Look for the string "blue" in the data below, and copy each line that holds it.

----- EXERCISE INPUT

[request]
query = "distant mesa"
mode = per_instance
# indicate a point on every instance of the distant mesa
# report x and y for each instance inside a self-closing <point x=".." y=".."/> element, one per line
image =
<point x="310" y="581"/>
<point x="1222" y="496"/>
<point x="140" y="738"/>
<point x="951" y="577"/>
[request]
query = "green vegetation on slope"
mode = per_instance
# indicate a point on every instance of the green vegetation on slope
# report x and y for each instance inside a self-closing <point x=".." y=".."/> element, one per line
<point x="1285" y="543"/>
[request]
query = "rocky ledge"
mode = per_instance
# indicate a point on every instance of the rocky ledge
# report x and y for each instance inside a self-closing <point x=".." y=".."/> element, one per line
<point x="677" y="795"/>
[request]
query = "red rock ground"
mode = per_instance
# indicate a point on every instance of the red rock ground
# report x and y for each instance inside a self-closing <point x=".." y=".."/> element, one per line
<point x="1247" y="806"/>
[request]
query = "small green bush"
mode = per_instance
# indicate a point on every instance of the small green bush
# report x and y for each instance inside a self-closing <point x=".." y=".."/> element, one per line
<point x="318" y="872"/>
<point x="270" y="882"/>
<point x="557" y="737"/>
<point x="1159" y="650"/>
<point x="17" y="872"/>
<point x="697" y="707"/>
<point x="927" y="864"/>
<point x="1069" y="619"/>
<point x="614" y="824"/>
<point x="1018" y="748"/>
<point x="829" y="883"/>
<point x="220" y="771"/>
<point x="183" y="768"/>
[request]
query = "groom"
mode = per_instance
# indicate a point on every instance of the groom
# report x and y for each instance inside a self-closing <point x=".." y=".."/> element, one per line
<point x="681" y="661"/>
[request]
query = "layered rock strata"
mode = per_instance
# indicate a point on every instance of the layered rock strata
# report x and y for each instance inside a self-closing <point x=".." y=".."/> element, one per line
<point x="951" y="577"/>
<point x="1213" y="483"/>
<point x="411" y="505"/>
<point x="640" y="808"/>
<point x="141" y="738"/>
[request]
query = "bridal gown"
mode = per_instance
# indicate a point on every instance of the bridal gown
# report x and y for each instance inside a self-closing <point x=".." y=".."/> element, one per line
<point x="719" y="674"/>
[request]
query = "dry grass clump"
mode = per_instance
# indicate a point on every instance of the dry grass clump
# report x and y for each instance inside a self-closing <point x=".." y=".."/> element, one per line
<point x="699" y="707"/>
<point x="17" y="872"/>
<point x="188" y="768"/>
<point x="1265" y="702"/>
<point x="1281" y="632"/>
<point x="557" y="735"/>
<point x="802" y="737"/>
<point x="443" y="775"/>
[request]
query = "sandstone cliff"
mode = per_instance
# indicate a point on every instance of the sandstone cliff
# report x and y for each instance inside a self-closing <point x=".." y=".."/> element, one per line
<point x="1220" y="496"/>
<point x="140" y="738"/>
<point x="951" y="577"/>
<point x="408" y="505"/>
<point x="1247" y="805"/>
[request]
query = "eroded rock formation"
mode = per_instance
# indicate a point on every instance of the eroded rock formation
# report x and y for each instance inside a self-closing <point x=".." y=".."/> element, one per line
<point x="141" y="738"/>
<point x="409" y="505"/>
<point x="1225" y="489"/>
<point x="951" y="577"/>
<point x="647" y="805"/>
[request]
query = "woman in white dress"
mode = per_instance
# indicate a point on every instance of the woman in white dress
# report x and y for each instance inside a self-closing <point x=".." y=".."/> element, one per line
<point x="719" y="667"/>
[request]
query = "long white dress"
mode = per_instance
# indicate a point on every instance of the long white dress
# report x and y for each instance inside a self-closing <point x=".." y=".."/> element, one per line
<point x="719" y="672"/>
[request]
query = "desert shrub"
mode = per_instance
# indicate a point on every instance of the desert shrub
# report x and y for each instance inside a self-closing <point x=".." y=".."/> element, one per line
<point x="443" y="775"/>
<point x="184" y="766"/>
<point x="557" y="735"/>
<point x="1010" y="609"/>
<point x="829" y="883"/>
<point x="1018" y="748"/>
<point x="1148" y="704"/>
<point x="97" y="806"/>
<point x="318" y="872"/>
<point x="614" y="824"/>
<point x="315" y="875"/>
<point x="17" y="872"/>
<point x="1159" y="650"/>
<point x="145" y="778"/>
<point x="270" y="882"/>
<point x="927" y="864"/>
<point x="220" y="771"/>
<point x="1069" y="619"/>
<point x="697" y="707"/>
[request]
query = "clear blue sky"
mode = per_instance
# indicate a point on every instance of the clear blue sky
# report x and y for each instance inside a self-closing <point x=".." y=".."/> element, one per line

----------

## RESPONSE TO THIS TASK
query = "clear blue sky"
# indicate a point on every instance of the clear blue sky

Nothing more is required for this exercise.